### EXTRACT TO READ:
Written by: Liz Bautista
Edited by: Victoria Comstack-Kershaw

Recently, in London’s Shepherd Market, a space underwent transformation. The walls were painted black, not as superficial refurbishment, but as a way of rethinking the site and its story. This was the premise of the recent group exhibition at Gallery Marquess, A Silent Testimony of a Place: The Erasure and Reconstruction of Identity, curated by architect and designer Fahrettin Aykut.

The idea of the ‘black cube’ is not new. There have been many galleries who have dared to move away from the traditional white cube atmosphere, towards something more bold, more cinematic, one would say, even more psychological. A notable example would be Empty Gallery, a 4,500 square feet  space located at Aberdeen Harbour in Hong Kong’s Tin Wan. In Brussels, Archiraar Gallery similarly runs a ‘black cube’ counterpart to its more traditional white space.

The “white cube,” now the default setting for many galleries—if not most—was a term coined by Brian O’Doherty in a series of essays for Artforum in 1976. He used it to describe what has since become the standard for contemporary art spaces: plain white walls, controlled lighting, and a minimal aesthetic designed to foreground the artwork. In this environment, distractions are stripped away, allowing not only the work itself but also its narrative to emerge with clarity.

In contrast, Aykut noted that as they moved away from the traditional white wall formula, stripping the space of its historical traces and, a kind of resetting happened, “that allowed the viewer to encounter the artworks without attaching them to the past of the location,” – which has, by the way, endured as a discreet Mayfair gallery for more than a decade.

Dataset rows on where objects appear
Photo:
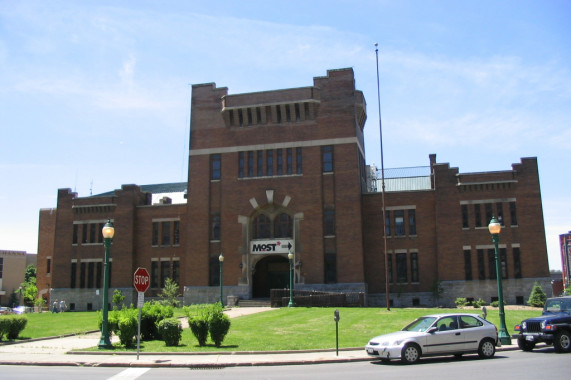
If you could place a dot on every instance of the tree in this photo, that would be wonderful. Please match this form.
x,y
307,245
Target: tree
x,y
170,293
118,298
537,297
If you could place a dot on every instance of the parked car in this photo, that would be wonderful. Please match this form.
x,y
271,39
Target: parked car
x,y
437,334
552,327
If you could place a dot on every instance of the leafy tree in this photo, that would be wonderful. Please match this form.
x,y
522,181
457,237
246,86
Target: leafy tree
x,y
170,293
118,298
537,297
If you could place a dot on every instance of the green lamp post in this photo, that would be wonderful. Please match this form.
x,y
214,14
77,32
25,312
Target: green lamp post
x,y
108,233
495,228
221,260
290,257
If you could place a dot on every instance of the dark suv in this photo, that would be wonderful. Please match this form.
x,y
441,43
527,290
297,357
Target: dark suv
x,y
552,327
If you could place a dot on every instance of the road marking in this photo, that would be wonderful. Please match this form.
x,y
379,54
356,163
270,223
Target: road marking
x,y
130,373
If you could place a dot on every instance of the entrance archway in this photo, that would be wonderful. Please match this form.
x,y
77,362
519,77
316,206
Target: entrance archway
x,y
271,272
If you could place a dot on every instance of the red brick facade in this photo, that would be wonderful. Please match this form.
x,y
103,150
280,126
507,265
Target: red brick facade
x,y
287,167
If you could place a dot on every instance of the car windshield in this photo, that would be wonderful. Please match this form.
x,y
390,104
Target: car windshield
x,y
421,324
558,305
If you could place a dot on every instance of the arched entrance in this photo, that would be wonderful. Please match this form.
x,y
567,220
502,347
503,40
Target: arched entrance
x,y
272,272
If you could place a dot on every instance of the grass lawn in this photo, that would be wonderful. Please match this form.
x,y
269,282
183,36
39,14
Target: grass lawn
x,y
314,328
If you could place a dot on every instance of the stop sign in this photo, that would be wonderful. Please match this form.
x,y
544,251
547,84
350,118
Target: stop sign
x,y
141,280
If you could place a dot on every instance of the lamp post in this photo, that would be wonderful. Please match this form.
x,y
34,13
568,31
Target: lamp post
x,y
221,259
108,232
495,228
290,257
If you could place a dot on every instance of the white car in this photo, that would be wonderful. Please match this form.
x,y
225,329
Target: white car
x,y
437,334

### JOBS:
**a)** Answer these questions from the article on Gallery Marquess:
(i) Who curated the group exhibition at Gallery Marquess?
(ii) Where is Empty Gallery located?
(iii) Who coined the term "white cube," and in what year?
**b)** Please write out the article on Gallery Marquess from "In contrast, Aykut" up to and including "than a decade.".
**c)** Summarize the article on Gallery Marquess in two sentences.

### PER-TASK ANSWERS:
**a)**
(i) Architect and designer Fahrettin Aykut.
(ii) At Aberdeen Harbour in Hong Kong's Tin Wan.
(iii) Brian O'Doherty, in 1976.

**b)**
In contrast, Aykut noted that as they moved away from the traditional white wall formula, stripping the space of its historical traces and, a kind of resetting happened, “that allowed the viewer to encounter the artworks without attaching them to the past of the location,” – which has, by the way, endured as a discreet Mayfair gallery for more than a decade.

**c)** For the group exhibition A Silent Testimony of a Place: The Erasure and Reconstruction of Identity, curated by Fahrettin Aykut, the walls of Gallery Marquess in London's Shepherd Market were painted black as a way of rethinking the site and its story. Other galleries, such as Empty Gallery in Hong Kong and Archiraar Gallery in Brussels, have also moved away from the white cube, a term Brian O'Doherty coined in 1976, and Aykut said the change let viewers encounter the artworks without attaching them to the location's past.